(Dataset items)
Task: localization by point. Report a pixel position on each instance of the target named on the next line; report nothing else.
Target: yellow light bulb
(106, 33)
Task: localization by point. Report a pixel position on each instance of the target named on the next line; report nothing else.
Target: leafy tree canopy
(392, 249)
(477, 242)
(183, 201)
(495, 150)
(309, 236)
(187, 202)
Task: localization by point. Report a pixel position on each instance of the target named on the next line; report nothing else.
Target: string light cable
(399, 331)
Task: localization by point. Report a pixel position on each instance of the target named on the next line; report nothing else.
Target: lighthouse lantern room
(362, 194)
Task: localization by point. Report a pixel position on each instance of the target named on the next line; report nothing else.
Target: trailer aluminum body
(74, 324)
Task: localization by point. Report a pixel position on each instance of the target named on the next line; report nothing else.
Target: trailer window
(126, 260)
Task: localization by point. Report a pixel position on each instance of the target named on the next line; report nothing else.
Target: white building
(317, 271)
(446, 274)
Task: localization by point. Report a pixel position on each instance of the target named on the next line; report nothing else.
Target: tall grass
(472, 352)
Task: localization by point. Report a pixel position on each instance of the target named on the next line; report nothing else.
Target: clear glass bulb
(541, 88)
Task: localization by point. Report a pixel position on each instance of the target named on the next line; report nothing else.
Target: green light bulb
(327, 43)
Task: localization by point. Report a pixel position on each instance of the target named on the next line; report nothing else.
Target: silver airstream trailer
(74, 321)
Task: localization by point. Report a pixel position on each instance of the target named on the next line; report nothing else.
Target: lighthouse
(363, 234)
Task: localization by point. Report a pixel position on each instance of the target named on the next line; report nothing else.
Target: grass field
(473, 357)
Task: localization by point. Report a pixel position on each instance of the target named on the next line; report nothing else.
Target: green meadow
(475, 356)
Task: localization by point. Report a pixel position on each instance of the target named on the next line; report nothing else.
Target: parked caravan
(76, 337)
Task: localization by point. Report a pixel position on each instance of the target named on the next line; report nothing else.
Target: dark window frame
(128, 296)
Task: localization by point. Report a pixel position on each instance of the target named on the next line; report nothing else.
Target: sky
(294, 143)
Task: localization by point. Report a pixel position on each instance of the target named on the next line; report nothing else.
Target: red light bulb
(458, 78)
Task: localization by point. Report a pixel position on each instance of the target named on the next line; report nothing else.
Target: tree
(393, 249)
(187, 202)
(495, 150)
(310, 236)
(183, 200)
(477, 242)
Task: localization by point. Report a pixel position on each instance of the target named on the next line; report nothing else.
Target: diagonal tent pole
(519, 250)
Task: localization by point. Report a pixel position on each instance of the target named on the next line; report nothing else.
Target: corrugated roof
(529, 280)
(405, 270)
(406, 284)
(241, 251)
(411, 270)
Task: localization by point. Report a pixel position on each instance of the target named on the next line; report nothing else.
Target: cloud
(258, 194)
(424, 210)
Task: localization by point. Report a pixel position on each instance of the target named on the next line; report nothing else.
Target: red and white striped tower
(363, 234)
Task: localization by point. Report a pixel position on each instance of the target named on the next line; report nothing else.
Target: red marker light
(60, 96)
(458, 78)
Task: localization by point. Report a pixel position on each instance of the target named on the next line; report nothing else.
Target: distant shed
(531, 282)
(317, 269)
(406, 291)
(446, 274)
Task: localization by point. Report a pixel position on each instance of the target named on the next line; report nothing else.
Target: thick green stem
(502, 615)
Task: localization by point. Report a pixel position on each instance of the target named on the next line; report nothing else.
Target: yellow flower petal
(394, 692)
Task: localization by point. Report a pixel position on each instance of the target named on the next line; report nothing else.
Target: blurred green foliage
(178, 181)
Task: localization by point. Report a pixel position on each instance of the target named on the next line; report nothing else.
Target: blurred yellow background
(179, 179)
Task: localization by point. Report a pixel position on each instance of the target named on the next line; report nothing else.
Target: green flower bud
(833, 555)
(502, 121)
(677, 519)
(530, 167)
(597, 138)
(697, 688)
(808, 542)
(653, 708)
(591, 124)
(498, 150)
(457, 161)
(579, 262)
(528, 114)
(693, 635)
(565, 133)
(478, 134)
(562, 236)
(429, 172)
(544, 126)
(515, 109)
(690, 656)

__What the exercise asks__:
What is wanted is an exact copy of the data.

__Finished exercise__:
Task: localization by point. Report a pixel position on each instance of the target named on the next line; report nothing else.
Target: yellow light bulb
(106, 33)
Task: localization by point. Report a pixel position on each instance of the target named on the next line; report nothing else.
Target: leafy tree canopy
(392, 249)
(477, 242)
(183, 201)
(495, 150)
(309, 236)
(187, 202)
Task: localization by point. Report a pixel position on each instance of the target named on the next line; report nothing else.
Target: string light cable
(399, 331)
Task: localization by point. Report a pixel position on each instance of the target named on the next line; report nothing else.
Target: lighthouse lantern room
(362, 194)
Task: localization by point. Report a pixel position on each instance of the target named on the next line; report nothing else.
Target: trailer aluminum body
(74, 324)
Task: localization by point. Report a pixel position on each instance of the target named on the next line; report nothing else.
Target: trailer window
(126, 260)
Task: localization by point. Report a pixel position on each instance of the target named on the next line; report nothing else.
Target: white building
(317, 271)
(446, 274)
Task: localization by point. Report a pixel position on each instance of the target named on the next line; report nothing else.
Target: tall grass
(472, 352)
Task: localization by point. Report a pixel position on each instance of the target named on the next line; report nothing else.
Target: clear glass bulb
(541, 88)
Task: localization by point. Report a pixel position on each instance of the target named on the next line; report nothing else.
Target: green light bulb
(327, 43)
Task: localization by point. Report a pixel position on each instance of the target named on the next line; report nothing else.
Target: silver airstream trailer
(74, 321)
Task: localization by point. Report a pixel position on each instance of the target named on the next line; report nothing else.
Target: lighthouse
(363, 234)
Task: localization by point. Report a pixel position on each instance of the target named on the next line; report nothing else.
Target: grass field
(473, 357)
Task: localization by point. Report a pixel position on each instance of the target named on the next line; report nothing else.
Target: green meadow
(475, 356)
Task: localization by point. Report a pixel position on each instance of the target named on the next line; report nothing else.
Target: parked caravan
(76, 337)
Task: localization by point. Report a pixel position on each instance of the target named on the next line; report nothing else.
Target: dark window frame
(128, 296)
Task: localization by point. Report a pixel position on each instance of the target named on the next line; report nothing else.
Target: sky
(294, 143)
Task: localization by point. Report a pixel position on each instance of the target named on the next line; report nothing else.
Target: red light bulb
(458, 78)
Task: localization by point. Report a pixel position on each instance of the target named on the next line; report nothing else.
Target: tree
(393, 249)
(187, 202)
(495, 150)
(310, 236)
(183, 200)
(477, 242)
Task: localization by point. Report a pixel position on each instance of the target named on the next line; report nothing else.
Target: diagonal tent pole
(519, 250)
Task: localization by point. Report a pixel position on each instance of the target named on the next line; report nothing else.
Target: corrugated roof
(529, 280)
(405, 270)
(406, 284)
(241, 251)
(411, 270)
Task: localization by point. Report a pixel position on each instance of the target named on the next line; report nothing else.
Target: cloud
(258, 194)
(424, 210)
Task: localization by point. Report a pixel position on each instance of the target named on the next line; report nothing else.
Target: red and white striped tower
(363, 234)
Task: localization by point. Report a pixel position on each instance of the target named on the next line; report nothing else.
Target: red marker light
(60, 96)
(458, 78)
Task: localization by point. Report a pixel position on each instance of the target named on the next line; report nothing else.
Target: distant shed
(531, 282)
(317, 269)
(406, 291)
(446, 274)
Task: localization by point. Report a pixel position on each instance of the target named on the next line; report nothing else.
Target: thick green stem
(502, 615)
Task: localization by point. Report a pixel position on each instance of the target named on the next line; report nothing else.
Target: yellow flower petal
(394, 692)
Task: localization by point. Report a pixel position on each instance of the target named on the next line; report nothing else.
Target: blurred green foliage
(178, 181)
Task: localization by point. Report a pixel position on each instance of the target named on the next line; report nothing else.
Target: blurred yellow background
(179, 179)
Task: localization by point. Report a pixel position on each instance of the target named on the next line; report nothing else.
Target: green flower bud
(833, 555)
(502, 121)
(677, 519)
(530, 167)
(597, 138)
(697, 688)
(808, 542)
(653, 708)
(591, 124)
(498, 150)
(457, 161)
(579, 262)
(528, 114)
(693, 635)
(565, 133)
(478, 134)
(562, 236)
(429, 172)
(544, 126)
(515, 109)
(690, 656)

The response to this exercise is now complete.